Supplied data
- - -

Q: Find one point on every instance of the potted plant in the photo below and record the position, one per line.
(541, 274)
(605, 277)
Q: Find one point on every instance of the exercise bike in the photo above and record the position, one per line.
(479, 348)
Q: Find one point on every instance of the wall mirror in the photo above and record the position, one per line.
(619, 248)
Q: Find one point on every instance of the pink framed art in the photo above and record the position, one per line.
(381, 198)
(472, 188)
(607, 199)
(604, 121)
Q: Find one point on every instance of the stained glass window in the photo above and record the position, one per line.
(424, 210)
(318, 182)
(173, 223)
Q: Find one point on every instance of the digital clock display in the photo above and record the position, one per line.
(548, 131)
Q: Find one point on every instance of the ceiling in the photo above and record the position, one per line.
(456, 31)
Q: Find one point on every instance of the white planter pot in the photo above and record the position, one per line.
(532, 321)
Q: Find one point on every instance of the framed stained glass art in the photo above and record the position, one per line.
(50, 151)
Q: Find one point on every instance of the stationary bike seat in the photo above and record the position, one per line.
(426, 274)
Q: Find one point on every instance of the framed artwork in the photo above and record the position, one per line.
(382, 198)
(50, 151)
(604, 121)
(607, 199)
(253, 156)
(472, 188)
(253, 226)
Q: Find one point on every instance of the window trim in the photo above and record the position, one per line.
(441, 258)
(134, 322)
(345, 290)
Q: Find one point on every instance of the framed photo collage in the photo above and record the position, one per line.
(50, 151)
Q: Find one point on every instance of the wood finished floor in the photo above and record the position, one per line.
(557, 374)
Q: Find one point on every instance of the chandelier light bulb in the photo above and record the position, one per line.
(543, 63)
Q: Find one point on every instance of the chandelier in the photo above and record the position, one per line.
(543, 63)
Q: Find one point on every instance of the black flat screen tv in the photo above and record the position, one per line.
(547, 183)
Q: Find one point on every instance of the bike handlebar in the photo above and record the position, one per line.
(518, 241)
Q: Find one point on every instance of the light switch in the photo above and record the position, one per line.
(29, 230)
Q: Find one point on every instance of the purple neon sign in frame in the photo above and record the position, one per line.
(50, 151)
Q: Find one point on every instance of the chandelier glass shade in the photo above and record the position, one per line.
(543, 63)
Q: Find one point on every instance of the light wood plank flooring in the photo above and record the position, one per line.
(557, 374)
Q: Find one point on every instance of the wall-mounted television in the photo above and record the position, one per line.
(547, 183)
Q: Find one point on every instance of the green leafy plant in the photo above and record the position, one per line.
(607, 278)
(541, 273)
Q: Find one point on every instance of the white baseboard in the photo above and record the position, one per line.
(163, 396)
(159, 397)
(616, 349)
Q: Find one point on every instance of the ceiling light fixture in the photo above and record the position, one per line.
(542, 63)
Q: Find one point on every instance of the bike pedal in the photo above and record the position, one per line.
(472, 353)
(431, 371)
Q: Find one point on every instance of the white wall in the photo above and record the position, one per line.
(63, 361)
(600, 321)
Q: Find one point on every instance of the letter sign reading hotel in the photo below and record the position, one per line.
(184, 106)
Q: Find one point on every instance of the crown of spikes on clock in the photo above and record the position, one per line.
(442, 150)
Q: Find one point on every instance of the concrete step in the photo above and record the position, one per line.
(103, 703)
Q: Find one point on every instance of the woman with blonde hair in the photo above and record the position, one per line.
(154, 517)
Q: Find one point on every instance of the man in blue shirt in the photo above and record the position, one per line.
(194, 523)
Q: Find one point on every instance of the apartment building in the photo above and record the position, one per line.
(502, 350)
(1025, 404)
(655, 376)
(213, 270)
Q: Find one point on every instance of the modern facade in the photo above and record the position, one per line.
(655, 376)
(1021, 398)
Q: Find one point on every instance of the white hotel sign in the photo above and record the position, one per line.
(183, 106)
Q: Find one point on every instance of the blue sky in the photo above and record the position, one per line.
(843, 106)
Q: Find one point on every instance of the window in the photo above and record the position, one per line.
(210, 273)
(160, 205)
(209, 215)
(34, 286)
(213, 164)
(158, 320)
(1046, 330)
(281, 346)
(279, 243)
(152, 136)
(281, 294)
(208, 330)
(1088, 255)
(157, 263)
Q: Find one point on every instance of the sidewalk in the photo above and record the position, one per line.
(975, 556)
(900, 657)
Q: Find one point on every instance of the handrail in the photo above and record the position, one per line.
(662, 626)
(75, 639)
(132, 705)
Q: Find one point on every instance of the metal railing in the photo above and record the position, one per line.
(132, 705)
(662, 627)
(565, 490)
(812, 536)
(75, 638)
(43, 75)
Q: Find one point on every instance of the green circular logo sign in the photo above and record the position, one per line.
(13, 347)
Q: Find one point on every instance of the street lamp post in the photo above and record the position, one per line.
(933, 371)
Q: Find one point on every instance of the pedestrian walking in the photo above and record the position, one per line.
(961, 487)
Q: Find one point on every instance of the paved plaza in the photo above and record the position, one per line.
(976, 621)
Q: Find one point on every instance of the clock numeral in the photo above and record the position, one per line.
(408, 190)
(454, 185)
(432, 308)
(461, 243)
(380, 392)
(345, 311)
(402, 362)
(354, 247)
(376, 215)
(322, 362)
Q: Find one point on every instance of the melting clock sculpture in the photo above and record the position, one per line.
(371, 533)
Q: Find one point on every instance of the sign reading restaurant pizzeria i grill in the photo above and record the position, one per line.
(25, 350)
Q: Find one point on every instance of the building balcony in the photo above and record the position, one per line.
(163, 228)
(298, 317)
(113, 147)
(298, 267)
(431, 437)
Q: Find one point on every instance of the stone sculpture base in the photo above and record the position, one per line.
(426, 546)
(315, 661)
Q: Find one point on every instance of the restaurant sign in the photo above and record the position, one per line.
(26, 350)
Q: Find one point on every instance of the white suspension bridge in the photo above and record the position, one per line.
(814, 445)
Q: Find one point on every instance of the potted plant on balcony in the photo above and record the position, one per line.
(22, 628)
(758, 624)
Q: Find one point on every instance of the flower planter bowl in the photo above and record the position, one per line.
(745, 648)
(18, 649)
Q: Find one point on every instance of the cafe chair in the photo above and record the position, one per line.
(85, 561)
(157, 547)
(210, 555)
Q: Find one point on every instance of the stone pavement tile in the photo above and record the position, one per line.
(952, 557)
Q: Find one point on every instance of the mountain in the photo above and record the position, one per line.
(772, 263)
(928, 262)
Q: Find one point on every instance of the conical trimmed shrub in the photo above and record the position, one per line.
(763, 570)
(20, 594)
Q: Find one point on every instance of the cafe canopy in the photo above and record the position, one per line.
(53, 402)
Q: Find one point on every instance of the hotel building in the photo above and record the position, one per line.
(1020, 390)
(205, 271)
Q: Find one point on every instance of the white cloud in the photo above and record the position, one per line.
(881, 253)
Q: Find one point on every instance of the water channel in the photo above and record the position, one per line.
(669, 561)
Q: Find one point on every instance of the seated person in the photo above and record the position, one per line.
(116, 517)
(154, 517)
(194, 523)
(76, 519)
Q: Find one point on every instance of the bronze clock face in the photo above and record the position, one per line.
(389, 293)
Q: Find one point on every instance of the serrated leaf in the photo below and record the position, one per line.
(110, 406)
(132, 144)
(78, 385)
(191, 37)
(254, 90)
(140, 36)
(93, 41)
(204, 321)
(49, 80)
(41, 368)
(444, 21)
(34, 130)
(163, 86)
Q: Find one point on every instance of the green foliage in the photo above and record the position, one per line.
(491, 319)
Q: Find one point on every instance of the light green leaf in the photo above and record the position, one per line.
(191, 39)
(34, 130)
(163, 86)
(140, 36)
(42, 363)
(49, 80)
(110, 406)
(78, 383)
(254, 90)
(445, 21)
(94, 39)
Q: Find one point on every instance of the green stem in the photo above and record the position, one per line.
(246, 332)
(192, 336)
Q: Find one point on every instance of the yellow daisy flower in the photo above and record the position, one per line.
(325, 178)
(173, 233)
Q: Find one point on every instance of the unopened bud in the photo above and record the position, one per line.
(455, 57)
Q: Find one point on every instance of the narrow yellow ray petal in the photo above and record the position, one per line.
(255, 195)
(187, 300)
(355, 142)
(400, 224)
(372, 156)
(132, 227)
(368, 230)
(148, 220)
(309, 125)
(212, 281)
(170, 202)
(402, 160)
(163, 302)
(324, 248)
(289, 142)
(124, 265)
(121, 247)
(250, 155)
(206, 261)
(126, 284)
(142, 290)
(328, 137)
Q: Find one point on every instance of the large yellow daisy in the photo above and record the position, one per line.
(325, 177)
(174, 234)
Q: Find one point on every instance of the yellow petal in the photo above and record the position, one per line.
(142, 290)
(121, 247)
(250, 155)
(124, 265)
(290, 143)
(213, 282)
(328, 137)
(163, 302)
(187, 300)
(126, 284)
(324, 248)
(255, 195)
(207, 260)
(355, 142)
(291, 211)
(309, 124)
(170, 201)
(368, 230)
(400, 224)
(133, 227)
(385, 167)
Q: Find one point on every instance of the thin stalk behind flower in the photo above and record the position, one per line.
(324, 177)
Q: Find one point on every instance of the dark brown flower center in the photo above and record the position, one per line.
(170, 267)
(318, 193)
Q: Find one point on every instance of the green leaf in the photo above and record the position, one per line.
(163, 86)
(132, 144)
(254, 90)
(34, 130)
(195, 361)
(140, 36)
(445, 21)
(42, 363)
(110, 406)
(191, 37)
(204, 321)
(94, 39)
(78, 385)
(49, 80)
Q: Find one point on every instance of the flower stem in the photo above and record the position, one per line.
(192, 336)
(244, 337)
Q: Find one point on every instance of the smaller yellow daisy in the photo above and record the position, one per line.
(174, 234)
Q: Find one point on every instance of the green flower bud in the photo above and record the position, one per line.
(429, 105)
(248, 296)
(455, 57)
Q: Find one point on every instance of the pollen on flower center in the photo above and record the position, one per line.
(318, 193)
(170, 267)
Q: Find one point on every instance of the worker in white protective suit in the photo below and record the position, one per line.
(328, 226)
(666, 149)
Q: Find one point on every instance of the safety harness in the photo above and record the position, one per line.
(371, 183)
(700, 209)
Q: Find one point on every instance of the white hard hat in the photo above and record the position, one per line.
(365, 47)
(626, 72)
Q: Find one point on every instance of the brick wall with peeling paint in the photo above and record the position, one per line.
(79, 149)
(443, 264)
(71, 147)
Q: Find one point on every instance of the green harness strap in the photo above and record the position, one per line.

- - -

Exercise instructions
In the listing above, find the line containing "Q: Find one point on every instance of the green flower" and please quote exactly that line through the last one, and no other lines.

Result of the exercise
Q: Find one point on every instance of the green flower bud in the photo above and record the position, one per line.
(429, 105)
(248, 296)
(455, 57)
Q: Find one point on every instance of the pollen on flower center in the photo above and record the position, one per line.
(318, 193)
(170, 267)
Q: Find one point on every instance of the worker in white protective suit in the photo below and record the position, one per line.
(328, 226)
(666, 149)
Q: Find one point on every instance of the safety harness in the photo above and record the position, one per line.
(371, 183)
(700, 209)
Q: Find one point on every instance of the white hard hat in the photo above and record the position, one per line.
(365, 47)
(626, 72)
Q: Find one point on every instance of the brick wall with peeling paint in the photo above and record the position, one per line.
(79, 149)
(443, 264)
(71, 147)
Q: Find one point on every instance of the green harness strap in the photo above and record the position, one per line.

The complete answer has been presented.